### TASK DATA ###

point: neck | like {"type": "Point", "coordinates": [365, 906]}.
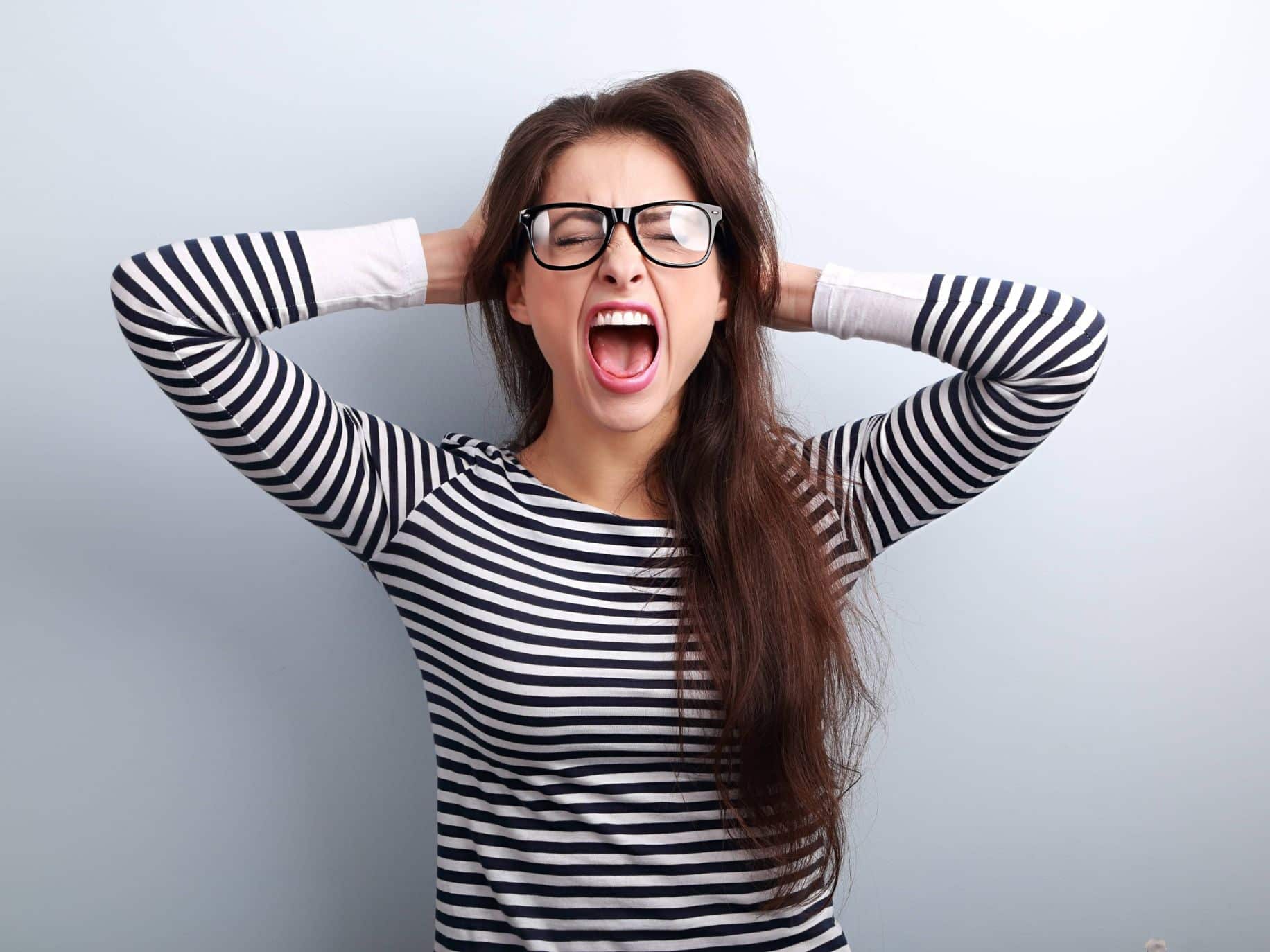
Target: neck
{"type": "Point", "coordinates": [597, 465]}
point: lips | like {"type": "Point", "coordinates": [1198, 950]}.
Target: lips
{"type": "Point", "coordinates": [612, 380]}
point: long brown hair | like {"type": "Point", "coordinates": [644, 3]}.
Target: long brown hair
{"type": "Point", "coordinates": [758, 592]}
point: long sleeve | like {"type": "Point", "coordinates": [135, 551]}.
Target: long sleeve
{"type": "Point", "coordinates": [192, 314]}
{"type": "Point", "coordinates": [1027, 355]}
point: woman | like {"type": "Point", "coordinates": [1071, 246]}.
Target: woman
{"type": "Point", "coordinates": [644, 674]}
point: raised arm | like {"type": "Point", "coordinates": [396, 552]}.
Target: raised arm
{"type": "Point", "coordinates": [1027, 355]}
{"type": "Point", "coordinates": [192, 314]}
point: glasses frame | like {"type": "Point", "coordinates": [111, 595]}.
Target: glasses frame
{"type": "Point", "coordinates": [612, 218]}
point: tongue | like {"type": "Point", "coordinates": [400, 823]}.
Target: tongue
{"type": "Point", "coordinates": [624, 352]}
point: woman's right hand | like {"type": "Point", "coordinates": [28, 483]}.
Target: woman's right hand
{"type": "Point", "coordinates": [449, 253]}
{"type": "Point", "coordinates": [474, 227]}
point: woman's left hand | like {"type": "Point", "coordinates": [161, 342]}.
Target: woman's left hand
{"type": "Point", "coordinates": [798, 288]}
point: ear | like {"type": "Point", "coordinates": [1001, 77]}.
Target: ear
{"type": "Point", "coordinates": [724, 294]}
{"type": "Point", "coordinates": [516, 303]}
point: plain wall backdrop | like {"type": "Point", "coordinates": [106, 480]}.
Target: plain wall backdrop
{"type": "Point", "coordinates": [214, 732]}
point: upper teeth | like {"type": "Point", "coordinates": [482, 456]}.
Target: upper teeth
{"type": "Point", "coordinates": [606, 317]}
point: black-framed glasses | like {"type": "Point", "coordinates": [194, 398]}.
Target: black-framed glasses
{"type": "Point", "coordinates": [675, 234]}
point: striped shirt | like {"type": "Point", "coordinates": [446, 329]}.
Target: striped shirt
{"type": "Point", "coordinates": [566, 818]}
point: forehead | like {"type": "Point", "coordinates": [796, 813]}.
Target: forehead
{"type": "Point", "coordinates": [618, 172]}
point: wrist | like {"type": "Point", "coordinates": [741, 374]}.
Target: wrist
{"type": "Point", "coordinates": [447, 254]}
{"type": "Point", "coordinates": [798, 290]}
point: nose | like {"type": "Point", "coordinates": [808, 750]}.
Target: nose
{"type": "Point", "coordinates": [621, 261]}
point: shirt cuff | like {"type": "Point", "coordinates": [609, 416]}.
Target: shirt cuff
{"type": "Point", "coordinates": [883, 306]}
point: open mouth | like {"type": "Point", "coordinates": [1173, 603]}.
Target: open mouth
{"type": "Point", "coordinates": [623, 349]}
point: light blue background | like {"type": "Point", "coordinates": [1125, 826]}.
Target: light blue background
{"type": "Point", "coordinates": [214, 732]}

###
### TASK DATA ###

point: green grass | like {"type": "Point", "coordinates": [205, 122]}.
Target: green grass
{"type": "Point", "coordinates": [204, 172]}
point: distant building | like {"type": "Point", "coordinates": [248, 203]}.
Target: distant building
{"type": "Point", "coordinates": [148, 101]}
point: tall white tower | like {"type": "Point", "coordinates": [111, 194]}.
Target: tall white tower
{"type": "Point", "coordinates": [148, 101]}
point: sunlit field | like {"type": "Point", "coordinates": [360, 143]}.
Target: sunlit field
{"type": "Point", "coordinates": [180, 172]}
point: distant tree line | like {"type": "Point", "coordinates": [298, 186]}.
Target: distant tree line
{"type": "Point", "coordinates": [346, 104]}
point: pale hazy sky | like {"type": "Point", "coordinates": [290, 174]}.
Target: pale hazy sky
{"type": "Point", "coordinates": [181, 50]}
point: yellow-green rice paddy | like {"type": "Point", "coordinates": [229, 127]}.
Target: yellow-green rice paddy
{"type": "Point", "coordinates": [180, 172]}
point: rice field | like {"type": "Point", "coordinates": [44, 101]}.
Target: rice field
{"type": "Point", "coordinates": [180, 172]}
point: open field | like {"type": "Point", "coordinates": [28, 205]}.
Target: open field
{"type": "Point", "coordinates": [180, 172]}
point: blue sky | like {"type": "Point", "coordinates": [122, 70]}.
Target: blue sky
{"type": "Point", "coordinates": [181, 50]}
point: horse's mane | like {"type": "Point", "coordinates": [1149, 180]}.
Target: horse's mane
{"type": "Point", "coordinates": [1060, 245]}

###

EXERCISE BRIEF
Once the line with "point: neck |" has been found above, output that line and every later line exactly, stopping after the line with "point: forehead |", and omit the pictures.

EXERCISE RESPONSE
point: neck | like {"type": "Point", "coordinates": [365, 906]}.
Target: neck
{"type": "Point", "coordinates": [597, 465]}
point: lips | like {"type": "Point", "coordinates": [1198, 950]}.
Target: lips
{"type": "Point", "coordinates": [612, 380]}
point: long brown hair | like {"type": "Point", "coordinates": [644, 3]}.
Target: long brown hair
{"type": "Point", "coordinates": [758, 592]}
point: long sleeve | like {"type": "Point", "coordinates": [135, 551]}.
Target: long sleeve
{"type": "Point", "coordinates": [192, 314]}
{"type": "Point", "coordinates": [1027, 355]}
point: woman | like {"type": "Point", "coordinates": [1071, 246]}.
Target: woman
{"type": "Point", "coordinates": [644, 674]}
point: raised arm | like {"type": "Point", "coordinates": [396, 552]}.
Target: raised arm
{"type": "Point", "coordinates": [1027, 355]}
{"type": "Point", "coordinates": [192, 314]}
point: glasses frame | like {"type": "Point", "coordinates": [111, 595]}.
Target: glasses frame
{"type": "Point", "coordinates": [612, 218]}
point: tongue | like {"type": "Point", "coordinates": [400, 823]}.
Target: tongue
{"type": "Point", "coordinates": [624, 352]}
point: woman's right hand | like {"type": "Point", "coordinates": [28, 483]}.
Target: woman's right hand
{"type": "Point", "coordinates": [449, 253]}
{"type": "Point", "coordinates": [474, 227]}
point: woman's left hand | like {"type": "Point", "coordinates": [161, 342]}.
Target: woman's left hand
{"type": "Point", "coordinates": [798, 288]}
point: ear | like {"type": "Point", "coordinates": [1001, 77]}.
Target: ear
{"type": "Point", "coordinates": [724, 294]}
{"type": "Point", "coordinates": [516, 303]}
point: plain wall backdrop | like {"type": "Point", "coordinates": [106, 480]}.
Target: plain wall backdrop
{"type": "Point", "coordinates": [214, 732]}
point: upper teeth | like {"type": "Point", "coordinates": [482, 456]}.
Target: upper teeth
{"type": "Point", "coordinates": [606, 317]}
point: black-framed glasses | like {"type": "Point", "coordinates": [194, 398]}.
Target: black-framed glasses
{"type": "Point", "coordinates": [675, 234]}
point: striped shirt | like {"type": "Point", "coordinates": [446, 329]}.
Target: striped shirt
{"type": "Point", "coordinates": [566, 818]}
point: forehead | like {"type": "Point", "coordinates": [796, 813]}.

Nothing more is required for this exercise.